- **WHAT NEEDS TO BE DONE**
Below are records; quote them exactly from the first line through the line that contains "the rocky shoreline.".

- **EXCERPTED RECORDS**

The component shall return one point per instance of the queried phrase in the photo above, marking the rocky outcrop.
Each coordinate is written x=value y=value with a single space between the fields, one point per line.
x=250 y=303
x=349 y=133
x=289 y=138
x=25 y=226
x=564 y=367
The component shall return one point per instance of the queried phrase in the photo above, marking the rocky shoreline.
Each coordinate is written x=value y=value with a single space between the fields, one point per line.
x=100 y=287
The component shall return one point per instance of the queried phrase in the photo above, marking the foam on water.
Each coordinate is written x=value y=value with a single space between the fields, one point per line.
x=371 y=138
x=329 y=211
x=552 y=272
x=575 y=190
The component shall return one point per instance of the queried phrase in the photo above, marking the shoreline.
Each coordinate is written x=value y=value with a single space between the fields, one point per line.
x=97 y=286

- **ANSWER TO THIS PROBLEM**
The component shall return one point per instance of the queried phrase in the photo above, marking the rocky outcrop.
Each coordinate is written x=value y=value with a single space between the fields, one point per line.
x=250 y=303
x=349 y=133
x=289 y=138
x=25 y=226
x=564 y=367
The component shall return one point per instance of the queried phrase in the photo above, marking the rocky shoreline.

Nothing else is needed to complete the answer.